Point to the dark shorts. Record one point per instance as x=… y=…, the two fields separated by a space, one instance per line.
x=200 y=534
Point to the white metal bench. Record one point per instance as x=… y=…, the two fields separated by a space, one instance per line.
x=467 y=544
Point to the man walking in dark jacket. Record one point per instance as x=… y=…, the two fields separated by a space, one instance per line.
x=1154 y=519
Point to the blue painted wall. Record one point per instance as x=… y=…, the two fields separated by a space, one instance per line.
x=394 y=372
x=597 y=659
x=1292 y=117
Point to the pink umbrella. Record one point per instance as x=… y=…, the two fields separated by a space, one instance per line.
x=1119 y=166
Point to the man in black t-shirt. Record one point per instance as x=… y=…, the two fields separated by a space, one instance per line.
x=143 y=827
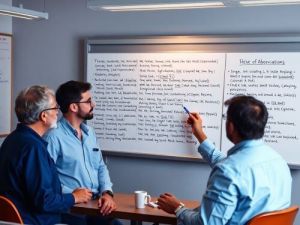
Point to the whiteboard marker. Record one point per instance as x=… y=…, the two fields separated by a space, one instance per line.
x=186 y=110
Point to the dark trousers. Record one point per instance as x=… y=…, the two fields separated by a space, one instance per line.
x=76 y=219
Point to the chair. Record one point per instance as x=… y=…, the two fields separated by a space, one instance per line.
x=280 y=217
x=9 y=212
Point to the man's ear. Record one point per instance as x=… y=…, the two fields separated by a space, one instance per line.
x=73 y=107
x=43 y=117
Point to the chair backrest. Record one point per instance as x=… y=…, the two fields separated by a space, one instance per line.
x=280 y=217
x=8 y=211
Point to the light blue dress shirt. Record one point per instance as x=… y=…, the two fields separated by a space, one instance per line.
x=79 y=162
x=252 y=179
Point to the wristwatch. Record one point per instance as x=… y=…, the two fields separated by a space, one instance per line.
x=109 y=193
x=181 y=205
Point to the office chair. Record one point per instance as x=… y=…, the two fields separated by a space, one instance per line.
x=280 y=217
x=8 y=211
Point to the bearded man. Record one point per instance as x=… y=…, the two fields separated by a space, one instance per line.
x=76 y=153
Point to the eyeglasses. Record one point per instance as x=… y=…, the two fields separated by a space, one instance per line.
x=89 y=101
x=53 y=108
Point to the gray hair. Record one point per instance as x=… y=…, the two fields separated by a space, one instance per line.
x=31 y=102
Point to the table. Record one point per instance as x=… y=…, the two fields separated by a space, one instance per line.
x=126 y=210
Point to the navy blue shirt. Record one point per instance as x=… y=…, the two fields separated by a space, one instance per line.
x=29 y=178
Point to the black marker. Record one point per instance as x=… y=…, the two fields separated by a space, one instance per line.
x=186 y=110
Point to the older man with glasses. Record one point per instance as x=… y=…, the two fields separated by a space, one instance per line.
x=77 y=155
x=28 y=176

**About this exercise:** Return each record as written, minus its images.

**Written answer:**
Point to the dark shorts. Record one point per instance as x=… y=…, the two fields separated by a space, one instance per line.
x=200 y=534
Point to the white metal bench. Record one point per instance as x=… y=…, the two fields separated by a space, one instance per line.
x=467 y=544
Point to the man walking in dark jacket. Record one point per instance as x=… y=…, the two fields separated by a space, one instance per line.
x=1154 y=519
Point to the blue painted wall. Record one point per instance as x=… y=…, the two fields separated by a space, one instance per line.
x=394 y=372
x=597 y=659
x=1292 y=117
Point to the pink umbrella. Record one point per instance as x=… y=…, the two fields separated by a space, one instance per line.
x=1119 y=166
Point to the man in black t-shirt. Record one point per instance as x=… y=…, the two fields separated by a space, one instance per line.
x=143 y=827
Point to the whiteboard marker. Record one point per instance as x=… y=…, the two fields separated by a space, one instance per line.
x=186 y=110
Point to the dark trousers. Record one point per instance as x=… y=…, the two fields separated by a space, one instance per line.
x=76 y=219
Point to the chair. Record one point per instance as x=… y=…, the two fields separated by a space, one instance per line.
x=280 y=217
x=9 y=212
Point to the man's ear. Record one point per instance as x=… y=…, the two fields separated by a space, one instance per line.
x=73 y=107
x=43 y=117
Point to the chair backrest. Record one point per instance as x=… y=…, the two fields separated by a space, one instance per line.
x=280 y=217
x=8 y=211
Point to the light blue dress shirt. Record one point per instance as x=… y=…, the two fields separated by a space, one instance per line.
x=79 y=162
x=252 y=179
Point to the wristwatch. Record one point per instance as x=… y=…, the two fields separated by a space, one instance per line.
x=109 y=193
x=181 y=205
Point to the office chair. Record one point per instance as x=… y=…, the two fields separated by a space, one instance per line.
x=280 y=217
x=8 y=211
Point to the bearded man. Record one point per instance as x=… y=…, the two fields separated by a space, one instance per line.
x=76 y=153
Point to the eyeglasses. Record one point per instance as x=… y=…, the two fields separated by a space, one instance per line.
x=89 y=101
x=53 y=108
Point to the gray hair. Record one point per instance as x=… y=…, the two fields separated by a space, one instance per line.
x=31 y=102
Point to the table. Record one point per instance as x=… y=…, the two fields separated by a space, one instance per line.
x=126 y=210
Point to the navy blue shirt. Record one point per instance as x=… y=…, the two fields separated by a space, one instance per line.
x=29 y=178
Point to the black marker. Record one point per instance as x=… y=…, the two fields separated by a space, one instance per line.
x=186 y=110
Point to the older man with glasses. Record one point per instance as x=… y=…, the two fields separated by a space, one instance per line.
x=77 y=155
x=28 y=176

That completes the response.